### DATA PROVIDED

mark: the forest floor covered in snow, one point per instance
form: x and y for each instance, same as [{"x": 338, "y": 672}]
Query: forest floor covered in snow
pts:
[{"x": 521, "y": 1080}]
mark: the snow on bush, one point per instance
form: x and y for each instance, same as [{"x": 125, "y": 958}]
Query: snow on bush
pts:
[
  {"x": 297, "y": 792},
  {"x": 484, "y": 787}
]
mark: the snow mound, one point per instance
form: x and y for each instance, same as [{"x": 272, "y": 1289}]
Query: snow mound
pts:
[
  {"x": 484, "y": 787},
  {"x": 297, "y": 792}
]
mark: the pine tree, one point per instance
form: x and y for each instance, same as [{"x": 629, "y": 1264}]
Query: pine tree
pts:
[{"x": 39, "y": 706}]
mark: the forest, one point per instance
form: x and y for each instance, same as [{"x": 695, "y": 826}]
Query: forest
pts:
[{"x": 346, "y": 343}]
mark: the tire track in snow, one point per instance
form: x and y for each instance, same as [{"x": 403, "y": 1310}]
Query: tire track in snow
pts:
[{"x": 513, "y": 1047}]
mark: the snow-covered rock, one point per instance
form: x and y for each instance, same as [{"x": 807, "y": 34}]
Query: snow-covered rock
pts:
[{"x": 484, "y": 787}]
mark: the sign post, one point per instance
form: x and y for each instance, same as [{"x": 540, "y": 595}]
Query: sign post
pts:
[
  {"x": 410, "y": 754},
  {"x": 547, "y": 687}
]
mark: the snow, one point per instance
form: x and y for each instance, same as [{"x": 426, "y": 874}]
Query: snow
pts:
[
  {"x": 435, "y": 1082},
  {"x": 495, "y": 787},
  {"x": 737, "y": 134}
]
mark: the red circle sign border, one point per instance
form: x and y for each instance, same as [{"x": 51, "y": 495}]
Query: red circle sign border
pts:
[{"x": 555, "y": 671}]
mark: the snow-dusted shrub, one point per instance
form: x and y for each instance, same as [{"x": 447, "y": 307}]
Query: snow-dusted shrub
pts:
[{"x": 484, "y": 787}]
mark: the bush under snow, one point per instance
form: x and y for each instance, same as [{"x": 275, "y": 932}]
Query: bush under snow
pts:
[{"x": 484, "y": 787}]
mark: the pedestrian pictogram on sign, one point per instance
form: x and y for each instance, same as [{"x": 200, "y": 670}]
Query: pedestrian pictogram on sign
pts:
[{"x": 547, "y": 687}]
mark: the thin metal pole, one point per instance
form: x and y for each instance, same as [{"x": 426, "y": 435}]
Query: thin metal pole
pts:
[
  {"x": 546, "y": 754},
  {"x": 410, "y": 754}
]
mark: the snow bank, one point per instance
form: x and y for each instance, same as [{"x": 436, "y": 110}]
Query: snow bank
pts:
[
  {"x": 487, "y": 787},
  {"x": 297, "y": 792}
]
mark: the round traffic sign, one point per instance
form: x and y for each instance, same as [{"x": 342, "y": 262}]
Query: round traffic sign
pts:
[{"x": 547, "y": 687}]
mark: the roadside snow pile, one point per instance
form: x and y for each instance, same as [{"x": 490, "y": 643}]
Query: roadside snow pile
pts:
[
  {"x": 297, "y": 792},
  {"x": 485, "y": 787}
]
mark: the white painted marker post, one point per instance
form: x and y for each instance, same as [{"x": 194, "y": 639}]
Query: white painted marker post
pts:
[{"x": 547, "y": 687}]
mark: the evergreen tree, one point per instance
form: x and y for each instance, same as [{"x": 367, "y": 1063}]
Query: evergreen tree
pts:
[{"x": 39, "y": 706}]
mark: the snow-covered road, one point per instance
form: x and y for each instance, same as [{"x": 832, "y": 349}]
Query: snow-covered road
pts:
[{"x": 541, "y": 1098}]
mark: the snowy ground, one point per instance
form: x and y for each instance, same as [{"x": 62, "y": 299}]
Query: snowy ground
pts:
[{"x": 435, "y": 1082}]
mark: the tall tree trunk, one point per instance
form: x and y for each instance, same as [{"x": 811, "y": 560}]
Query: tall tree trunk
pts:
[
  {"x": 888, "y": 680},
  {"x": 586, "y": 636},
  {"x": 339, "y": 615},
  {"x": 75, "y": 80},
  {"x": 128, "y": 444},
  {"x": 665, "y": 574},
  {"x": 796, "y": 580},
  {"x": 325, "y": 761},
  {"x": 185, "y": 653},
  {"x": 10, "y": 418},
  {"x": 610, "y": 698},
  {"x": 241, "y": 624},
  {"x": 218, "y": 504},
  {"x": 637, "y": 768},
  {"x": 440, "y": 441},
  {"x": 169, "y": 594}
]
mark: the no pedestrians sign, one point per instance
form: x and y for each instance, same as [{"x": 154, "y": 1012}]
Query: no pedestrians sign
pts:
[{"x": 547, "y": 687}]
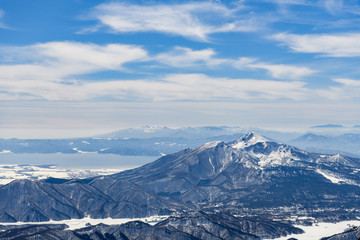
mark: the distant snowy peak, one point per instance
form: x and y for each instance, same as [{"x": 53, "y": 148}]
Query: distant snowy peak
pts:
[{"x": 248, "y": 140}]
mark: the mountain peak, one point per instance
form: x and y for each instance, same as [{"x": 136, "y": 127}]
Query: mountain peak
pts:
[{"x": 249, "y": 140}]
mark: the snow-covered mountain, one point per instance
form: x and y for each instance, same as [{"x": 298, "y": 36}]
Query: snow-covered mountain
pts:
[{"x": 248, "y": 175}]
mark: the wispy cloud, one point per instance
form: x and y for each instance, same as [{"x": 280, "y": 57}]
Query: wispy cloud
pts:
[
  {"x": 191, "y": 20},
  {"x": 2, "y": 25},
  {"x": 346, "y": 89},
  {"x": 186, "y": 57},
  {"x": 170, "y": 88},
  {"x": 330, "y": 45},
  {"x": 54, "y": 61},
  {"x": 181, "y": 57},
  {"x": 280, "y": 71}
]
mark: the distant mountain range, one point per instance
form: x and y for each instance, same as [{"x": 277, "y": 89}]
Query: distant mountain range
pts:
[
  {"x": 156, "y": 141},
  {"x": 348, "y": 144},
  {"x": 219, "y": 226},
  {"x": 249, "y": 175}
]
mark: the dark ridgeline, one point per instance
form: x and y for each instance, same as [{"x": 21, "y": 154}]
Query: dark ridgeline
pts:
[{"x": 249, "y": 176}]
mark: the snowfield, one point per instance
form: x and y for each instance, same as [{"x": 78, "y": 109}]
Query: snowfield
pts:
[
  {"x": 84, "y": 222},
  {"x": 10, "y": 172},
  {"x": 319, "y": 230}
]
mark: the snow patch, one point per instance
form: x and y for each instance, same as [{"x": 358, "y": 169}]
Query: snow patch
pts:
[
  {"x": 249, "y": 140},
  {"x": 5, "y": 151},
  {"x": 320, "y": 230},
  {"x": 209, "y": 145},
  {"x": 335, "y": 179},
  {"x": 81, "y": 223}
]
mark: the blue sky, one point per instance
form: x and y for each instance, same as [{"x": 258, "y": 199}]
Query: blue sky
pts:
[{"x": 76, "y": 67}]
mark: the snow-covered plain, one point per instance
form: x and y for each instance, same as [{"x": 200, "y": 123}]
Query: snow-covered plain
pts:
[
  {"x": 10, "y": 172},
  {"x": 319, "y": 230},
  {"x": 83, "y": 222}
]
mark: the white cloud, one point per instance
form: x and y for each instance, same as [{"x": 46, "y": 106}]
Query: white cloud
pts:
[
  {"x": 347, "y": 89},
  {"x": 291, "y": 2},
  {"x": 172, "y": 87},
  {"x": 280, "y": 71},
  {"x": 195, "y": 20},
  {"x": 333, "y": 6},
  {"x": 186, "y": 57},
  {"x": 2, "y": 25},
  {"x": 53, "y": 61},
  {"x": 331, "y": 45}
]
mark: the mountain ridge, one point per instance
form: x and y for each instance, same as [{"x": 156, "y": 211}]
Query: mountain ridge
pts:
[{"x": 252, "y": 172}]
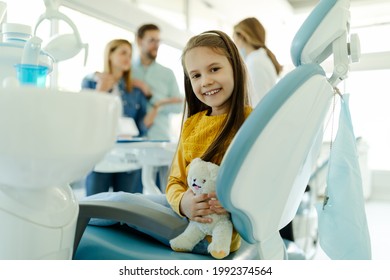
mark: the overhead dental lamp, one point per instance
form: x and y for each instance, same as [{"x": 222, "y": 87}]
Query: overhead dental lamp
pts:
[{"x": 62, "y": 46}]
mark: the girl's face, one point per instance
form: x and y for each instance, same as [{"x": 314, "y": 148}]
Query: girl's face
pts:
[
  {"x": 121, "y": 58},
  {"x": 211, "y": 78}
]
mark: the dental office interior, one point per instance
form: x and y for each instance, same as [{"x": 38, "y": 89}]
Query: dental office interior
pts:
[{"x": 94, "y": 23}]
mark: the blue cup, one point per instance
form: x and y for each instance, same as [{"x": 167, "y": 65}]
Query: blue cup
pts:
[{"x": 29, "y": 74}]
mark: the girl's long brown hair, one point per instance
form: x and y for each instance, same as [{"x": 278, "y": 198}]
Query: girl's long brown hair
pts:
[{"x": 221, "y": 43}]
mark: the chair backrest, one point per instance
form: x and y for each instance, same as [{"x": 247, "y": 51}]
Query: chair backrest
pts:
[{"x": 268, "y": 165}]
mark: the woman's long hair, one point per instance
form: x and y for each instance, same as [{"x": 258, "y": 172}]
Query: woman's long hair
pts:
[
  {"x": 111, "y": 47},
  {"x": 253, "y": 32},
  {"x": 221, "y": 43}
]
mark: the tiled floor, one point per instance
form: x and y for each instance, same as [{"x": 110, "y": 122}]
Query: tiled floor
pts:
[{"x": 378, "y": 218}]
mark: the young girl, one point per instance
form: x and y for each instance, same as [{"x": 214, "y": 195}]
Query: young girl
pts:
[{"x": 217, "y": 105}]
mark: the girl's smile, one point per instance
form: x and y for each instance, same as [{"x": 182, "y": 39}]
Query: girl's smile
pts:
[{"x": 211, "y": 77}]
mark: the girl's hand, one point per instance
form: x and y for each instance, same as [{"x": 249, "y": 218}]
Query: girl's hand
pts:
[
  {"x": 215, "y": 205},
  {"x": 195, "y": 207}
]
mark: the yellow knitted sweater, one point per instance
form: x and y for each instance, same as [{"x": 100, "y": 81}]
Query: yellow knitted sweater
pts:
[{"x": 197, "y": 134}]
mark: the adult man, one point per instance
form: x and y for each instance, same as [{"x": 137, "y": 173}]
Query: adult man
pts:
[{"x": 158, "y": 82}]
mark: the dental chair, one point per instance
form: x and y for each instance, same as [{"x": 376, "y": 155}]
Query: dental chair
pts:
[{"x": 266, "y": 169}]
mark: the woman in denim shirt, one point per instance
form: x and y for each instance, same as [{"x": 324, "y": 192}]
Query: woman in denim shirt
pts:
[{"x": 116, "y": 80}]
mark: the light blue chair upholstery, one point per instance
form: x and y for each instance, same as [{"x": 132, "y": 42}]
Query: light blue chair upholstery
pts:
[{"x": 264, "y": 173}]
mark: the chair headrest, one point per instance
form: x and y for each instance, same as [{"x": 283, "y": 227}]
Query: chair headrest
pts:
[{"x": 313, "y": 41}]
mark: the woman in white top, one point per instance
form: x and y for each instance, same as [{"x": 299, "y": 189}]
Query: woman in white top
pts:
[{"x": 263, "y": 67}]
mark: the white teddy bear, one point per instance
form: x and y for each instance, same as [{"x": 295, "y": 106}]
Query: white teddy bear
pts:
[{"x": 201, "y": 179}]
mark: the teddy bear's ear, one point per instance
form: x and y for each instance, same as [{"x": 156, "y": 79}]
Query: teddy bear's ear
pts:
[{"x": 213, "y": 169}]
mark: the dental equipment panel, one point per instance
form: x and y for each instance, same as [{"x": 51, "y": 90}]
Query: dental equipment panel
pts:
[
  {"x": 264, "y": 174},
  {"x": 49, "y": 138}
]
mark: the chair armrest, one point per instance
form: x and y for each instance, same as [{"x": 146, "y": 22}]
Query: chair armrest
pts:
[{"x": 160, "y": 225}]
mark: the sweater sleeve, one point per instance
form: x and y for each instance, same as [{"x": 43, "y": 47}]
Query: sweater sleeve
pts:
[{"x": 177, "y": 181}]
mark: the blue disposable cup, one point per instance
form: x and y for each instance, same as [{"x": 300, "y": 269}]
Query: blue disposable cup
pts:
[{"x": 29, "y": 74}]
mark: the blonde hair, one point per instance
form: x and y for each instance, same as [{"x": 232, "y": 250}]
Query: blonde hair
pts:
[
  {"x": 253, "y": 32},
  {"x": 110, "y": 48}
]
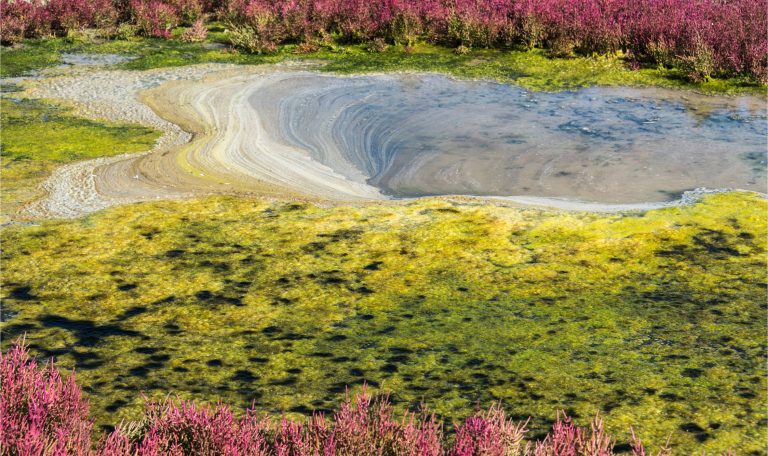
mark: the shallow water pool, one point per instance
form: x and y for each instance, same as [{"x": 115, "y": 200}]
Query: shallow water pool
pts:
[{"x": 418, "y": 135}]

######

TASK DETAILS:
Exactly the lines from the one with "mark: the blonde hair, one point per instance" through the end of the entries above must be written out, and no pictures may be included.

COMPLETED EXERCISE:
mark: the blonde hair, one point per instance
form: x and y for each instance, same as [{"x": 232, "y": 250}]
Query: blonde hair
pts:
[
  {"x": 253, "y": 32},
  {"x": 110, "y": 48}
]
mark: the shallow water pool, one point per instance
form: x and y for each instance, same as [{"x": 115, "y": 200}]
Query: shallow water pool
pts:
[{"x": 418, "y": 135}]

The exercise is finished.